Dataset rows
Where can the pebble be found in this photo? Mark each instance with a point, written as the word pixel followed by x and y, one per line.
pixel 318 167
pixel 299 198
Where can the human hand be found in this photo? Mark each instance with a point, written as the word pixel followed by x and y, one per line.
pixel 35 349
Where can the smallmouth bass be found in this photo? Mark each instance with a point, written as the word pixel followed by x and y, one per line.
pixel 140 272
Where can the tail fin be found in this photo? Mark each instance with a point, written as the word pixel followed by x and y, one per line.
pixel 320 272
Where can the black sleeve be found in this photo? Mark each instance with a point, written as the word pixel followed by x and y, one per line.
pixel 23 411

◆ **What the exercise asks**
Please copy every item above word for word, keeping each one's lines in their original order.

◆ **Written answer**
Where can the pebble be found in this photo? Mark each instance with a point, written as the word pixel followed by x and y, one per line.
pixel 318 167
pixel 299 198
Where can the human hand be found in this photo? Mark each instance with a point, written as the word pixel followed by x and y, one per line.
pixel 35 349
Where can the smallmouth bass be found in this photo? Mark each instance with a point, written as the word pixel followed by x and y, one per line.
pixel 140 272
Where can the tail fin be found in this photo? Mark each instance with a point, written as the word pixel followed by x and y, one per line.
pixel 320 272
Where can the black sleeve be found in this photo? Mark each instance with a point, written as the word pixel followed by x and y, one per line.
pixel 23 411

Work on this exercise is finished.